→ **WORK REQUEST**:
A word-for-word repeat of all the data is the goal.

→ **Spatial localization data**:
◆ ◆ ◆ ◆

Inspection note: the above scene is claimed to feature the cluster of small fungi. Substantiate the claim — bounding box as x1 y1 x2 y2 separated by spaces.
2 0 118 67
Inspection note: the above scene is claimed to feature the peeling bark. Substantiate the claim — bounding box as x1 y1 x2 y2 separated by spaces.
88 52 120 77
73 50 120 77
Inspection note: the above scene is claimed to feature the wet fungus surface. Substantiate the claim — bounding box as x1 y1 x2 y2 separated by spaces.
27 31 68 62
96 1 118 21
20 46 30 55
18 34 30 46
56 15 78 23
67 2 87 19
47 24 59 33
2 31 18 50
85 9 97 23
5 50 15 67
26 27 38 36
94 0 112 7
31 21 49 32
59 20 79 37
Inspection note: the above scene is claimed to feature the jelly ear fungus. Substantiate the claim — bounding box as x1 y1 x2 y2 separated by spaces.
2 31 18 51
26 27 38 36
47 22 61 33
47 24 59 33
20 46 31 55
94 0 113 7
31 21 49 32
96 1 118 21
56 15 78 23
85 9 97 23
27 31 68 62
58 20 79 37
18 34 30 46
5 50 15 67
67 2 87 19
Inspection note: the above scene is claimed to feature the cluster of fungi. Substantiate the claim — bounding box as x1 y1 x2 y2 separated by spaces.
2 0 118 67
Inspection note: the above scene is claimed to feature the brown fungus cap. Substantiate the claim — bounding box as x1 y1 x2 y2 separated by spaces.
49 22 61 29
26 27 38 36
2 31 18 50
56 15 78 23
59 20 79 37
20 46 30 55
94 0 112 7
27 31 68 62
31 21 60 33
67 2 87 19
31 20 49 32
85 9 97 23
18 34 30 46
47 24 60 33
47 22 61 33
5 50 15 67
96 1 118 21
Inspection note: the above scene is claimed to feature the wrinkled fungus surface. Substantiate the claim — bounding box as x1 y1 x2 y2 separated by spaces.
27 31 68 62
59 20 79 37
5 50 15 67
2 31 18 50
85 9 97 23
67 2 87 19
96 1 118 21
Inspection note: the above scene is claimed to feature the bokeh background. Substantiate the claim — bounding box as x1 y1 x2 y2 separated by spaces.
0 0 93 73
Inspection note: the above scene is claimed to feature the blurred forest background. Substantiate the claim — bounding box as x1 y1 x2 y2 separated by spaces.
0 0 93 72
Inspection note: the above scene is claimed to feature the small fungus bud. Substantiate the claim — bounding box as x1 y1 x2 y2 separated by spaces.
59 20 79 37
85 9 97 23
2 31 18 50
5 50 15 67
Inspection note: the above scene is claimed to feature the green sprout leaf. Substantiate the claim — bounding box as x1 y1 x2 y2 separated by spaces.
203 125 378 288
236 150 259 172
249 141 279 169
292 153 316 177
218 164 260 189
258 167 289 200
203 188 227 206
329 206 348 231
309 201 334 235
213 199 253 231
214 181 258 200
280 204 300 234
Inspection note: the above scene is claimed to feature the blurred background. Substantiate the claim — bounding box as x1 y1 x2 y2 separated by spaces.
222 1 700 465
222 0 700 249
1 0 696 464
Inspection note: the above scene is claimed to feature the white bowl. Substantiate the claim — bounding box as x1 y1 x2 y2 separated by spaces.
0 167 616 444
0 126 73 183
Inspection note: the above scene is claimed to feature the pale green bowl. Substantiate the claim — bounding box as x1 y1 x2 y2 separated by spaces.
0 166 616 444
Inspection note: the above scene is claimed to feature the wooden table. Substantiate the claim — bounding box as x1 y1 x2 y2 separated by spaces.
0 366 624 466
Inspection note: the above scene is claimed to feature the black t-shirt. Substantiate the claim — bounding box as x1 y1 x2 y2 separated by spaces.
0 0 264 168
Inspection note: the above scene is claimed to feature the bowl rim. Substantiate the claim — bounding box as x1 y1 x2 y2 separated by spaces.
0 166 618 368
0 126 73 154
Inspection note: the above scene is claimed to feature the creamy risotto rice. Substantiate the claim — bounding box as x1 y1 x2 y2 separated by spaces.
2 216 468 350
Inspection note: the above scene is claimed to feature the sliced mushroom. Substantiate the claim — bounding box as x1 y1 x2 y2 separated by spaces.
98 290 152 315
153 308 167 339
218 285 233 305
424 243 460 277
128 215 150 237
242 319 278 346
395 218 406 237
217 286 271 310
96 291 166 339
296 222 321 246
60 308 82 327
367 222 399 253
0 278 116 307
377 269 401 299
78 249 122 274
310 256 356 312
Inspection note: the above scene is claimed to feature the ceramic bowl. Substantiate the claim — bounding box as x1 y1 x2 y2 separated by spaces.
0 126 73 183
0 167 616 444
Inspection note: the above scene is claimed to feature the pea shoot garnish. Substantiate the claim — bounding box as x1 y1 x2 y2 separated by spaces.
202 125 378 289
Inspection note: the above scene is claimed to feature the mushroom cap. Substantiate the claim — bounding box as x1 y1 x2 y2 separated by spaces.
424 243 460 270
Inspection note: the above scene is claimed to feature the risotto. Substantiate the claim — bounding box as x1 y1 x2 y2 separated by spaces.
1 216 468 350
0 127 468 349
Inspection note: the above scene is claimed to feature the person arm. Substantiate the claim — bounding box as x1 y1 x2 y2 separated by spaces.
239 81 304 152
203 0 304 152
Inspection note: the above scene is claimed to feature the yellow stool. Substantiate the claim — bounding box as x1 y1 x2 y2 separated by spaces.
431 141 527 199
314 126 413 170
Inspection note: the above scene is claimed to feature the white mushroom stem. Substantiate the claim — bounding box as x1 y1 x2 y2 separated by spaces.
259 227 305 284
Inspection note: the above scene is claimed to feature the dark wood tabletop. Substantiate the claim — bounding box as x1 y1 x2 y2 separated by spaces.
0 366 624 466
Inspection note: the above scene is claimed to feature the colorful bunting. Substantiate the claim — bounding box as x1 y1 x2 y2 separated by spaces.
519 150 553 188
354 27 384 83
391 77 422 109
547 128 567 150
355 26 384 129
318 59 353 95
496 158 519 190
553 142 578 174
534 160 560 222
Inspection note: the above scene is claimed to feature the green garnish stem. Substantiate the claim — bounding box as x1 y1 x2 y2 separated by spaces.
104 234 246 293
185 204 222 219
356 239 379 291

◆ ◆ ◆ ◆

→ **YOUR RESPONSE**:
Inspection note: the above scene is claimed to feature the cluster of small fungi. Substantiate the claim — bounding box as x1 y1 x2 y2 separated by spaces.
2 0 118 67
Inspection note: the above scene is claimed to feature the peeling bark. Substantiate the claim — bounding box as x1 y1 x2 y2 separated by spaces.
88 52 120 77
73 50 120 77
Inspection note: the above scene is claimed to feature the wet fungus surface. Substantiate the claim — bounding box as x1 y1 x2 y2 separated by spaces.
27 31 68 62
96 1 118 21
20 46 30 55
18 34 30 46
56 15 78 23
67 2 87 19
47 24 59 33
2 31 18 50
85 9 97 23
5 50 15 67
26 27 38 36
94 0 112 7
31 21 49 32
59 20 79 37
Inspection note: the above scene is claimed to feature the jelly ear fungus. Substantiate the claim — bounding box as x1 y1 x2 y2 separated by spaces.
2 31 18 51
26 27 38 36
47 22 61 33
47 24 59 33
20 46 31 55
94 0 113 7
31 21 49 32
96 1 118 21
56 15 78 23
85 9 97 23
27 31 68 62
58 20 79 37
18 34 30 46
5 50 15 67
67 2 87 19
Inspection note: the above scene is claimed to feature the cluster of fungi. Substantiate the claim — bounding box as x1 y1 x2 y2 separated by spaces.
2 0 118 67
Inspection note: the above scene is claimed to feature the brown fungus cap. Substantiate the claim — bounding box as x1 y1 x2 y2 separated by spaces.
49 22 61 29
26 27 38 36
2 31 18 50
56 15 78 23
59 20 79 37
20 46 30 55
94 0 112 7
27 31 68 62
31 21 60 33
67 2 87 19
31 20 49 32
85 9 97 23
18 34 30 46
47 24 60 33
47 22 61 33
5 50 15 67
96 1 118 21
Inspection note: the above scene is claimed to feature the wrinkled fungus surface. Substantiate the claim — bounding box as x1 y1 x2 y2 separated by spaces.
27 31 68 62
59 20 79 37
5 50 15 67
2 31 18 50
85 9 97 23
67 2 87 19
96 1 118 21
Inspection note: the above scene is claimed to feature the bokeh background. Substantiate the claim — bounding box as x1 y1 x2 y2 separated by spaces.
0 0 93 73
Inspection note: the above scene is claimed to feature the blurred forest background. Substantiate the claim — bounding box as x1 y1 x2 y2 separated by spaces.
0 0 93 72
Inspection note: the above scene is claimed to feature the small fungus bud. Substantiate the claim — bounding box as x1 y1 x2 y2 separated by spaces.
59 20 79 37
85 9 97 23
2 31 18 50
5 50 15 67
Inspection note: the above scene is claimed to feature the green sprout leaf. Substantiate the claim — bounding box as x1 y1 x2 y2 separated by spaces.
203 125 378 288
236 150 259 172
249 141 279 169
292 153 316 177
218 164 260 189
258 167 289 200
203 188 227 206
329 206 348 231
309 201 334 235
213 199 253 231
214 181 258 200
280 204 300 234
Inspection note: the above scene is claimed to feature the blurred background. Substantiate the claim — bounding box as x1 y1 x2 y2 separated by spaces.
222 1 700 465
222 0 700 249
1 0 696 464
Inspection note: the above scene is claimed to feature the white bowl. Substantiate the claim — bounding box as x1 y1 x2 y2 separated by spaces.
0 167 616 444
0 126 73 183
Inspection note: the above scene is claimed to feature the pale green bowl. Substantiate the claim — bounding box as x1 y1 x2 y2 separated by spaces.
0 166 616 444
Inspection note: the above scene is claimed to feature the wooden table. Substantiate the claim — bounding box as x1 y1 x2 y2 separated by spaces.
0 366 624 466
Inspection note: the above scene is claimed to feature the black t-shirt. Substantiate the claim — bounding box as x1 y1 x2 y2 separated by spaces.
0 0 264 168
Inspection note: the above scene is claimed to feature the bowl rim. Substantiate the claim — bounding box as x1 y1 x2 y2 separated by spaces.
0 166 618 368
0 126 73 154
Inspection note: the above scene is claimed to feature the creamy risotto rice. Substantiate the claim — bounding box as x1 y1 x2 y2 separated by spaces.
2 216 468 350
Inspection note: the above scene is claimed to feature the sliced mushroom. Substantiate the claim — bounding box as x1 y1 x2 y2 separated by spaces.
98 290 152 315
153 308 167 339
218 285 233 305
424 243 460 277
128 215 150 237
242 319 278 346
395 218 406 237
217 286 271 310
96 291 166 339
296 222 321 246
60 308 82 327
367 222 399 253
0 278 116 307
377 269 401 299
78 249 122 274
310 256 356 312
Inspection note: the above scene is claimed to feature the ceramic bowl. Substantiate the claim — bounding box as x1 y1 x2 y2 separated by spaces.
0 126 73 183
0 167 616 444
Inspection note: the above scene is claimed to feature the pea shoot garnish. Substantiate the claim — bounding box as x1 y1 x2 y2 separated by spaces.
202 125 378 289
Inspection note: the above scene is claimed to feature the mushroom cap. Substantiate the claim — bounding box as x1 y1 x2 y2 separated by spaces.
424 243 460 270
Inspection note: the above scene is claimed to feature the risotto. Substantiate the claim — bounding box as x1 y1 x2 y2 separated by spaces.
1 216 468 350
0 127 468 349
Inspection note: the above scene is claimed to feature the person arm. Substantiate the claim — bounding box as x1 y1 x2 y2 separated by spaces.
239 81 304 152
203 0 304 152
Inspection note: the above scene is claimed to feature the yellow stool. Substantiate the claim — bounding box as x1 y1 x2 y2 separated by spaces.
431 141 527 199
314 126 413 170
Inspection note: the above scene is claimed to feature the white mushroom stem. Substantiate the claim — bounding box as x1 y1 x2 y2 separated by spaces.
259 227 305 284
Inspection note: the above scene is claimed to feature the dark wood tabletop. Substantiate the claim — bounding box as x1 y1 x2 y2 separated by spaces.
0 366 624 466
Inspection note: the above scene is claimed to feature the colorful bunting. Substantiate the claim — bounding box as x1 y1 x2 y2 separated by spaces.
519 150 553 188
354 27 384 83
391 77 422 109
547 128 567 150
355 26 384 129
318 59 353 95
496 158 519 190
553 142 578 174
534 160 560 222
Inspection note: the above scene is claimed to feature the green garnish stem. Substantiate the claim — bounding box as x1 y1 x2 y2 separated by spaces.
104 234 246 293
185 204 222 219
356 239 379 291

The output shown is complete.